Directive -
Copy out every line of the listing below word for word, leaving out the pictures.
"""
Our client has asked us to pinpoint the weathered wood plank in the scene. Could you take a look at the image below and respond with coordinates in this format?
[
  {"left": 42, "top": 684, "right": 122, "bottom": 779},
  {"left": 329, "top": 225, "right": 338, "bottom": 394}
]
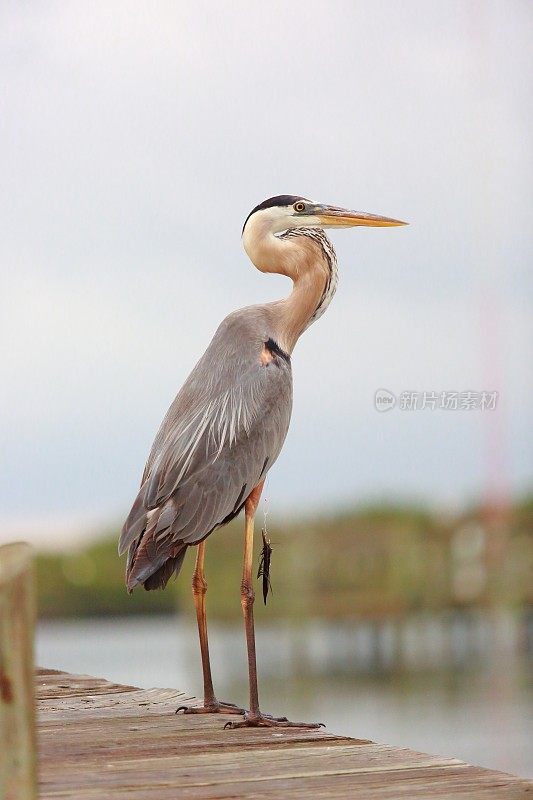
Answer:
[{"left": 36, "top": 672, "right": 533, "bottom": 800}]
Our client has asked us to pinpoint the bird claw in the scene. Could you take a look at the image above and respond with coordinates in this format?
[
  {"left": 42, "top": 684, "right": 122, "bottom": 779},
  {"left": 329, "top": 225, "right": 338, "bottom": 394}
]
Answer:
"""
Exercise answer -
Our client has asked us to pinpoint the weathered wood plank in the scene. Could you take a look at the image below and respond with coordinates in this format?
[
  {"left": 42, "top": 684, "right": 122, "bottom": 779},
  {"left": 329, "top": 225, "right": 338, "bottom": 394}
]
Answer:
[{"left": 36, "top": 672, "right": 533, "bottom": 800}]
Our client has asked us to pinpoint the bird claw in the scene. Could you take a look at the image above and respond with coordinates in this format?
[
  {"left": 42, "top": 684, "right": 122, "bottom": 779},
  {"left": 329, "top": 225, "right": 338, "bottom": 394}
]
Answer:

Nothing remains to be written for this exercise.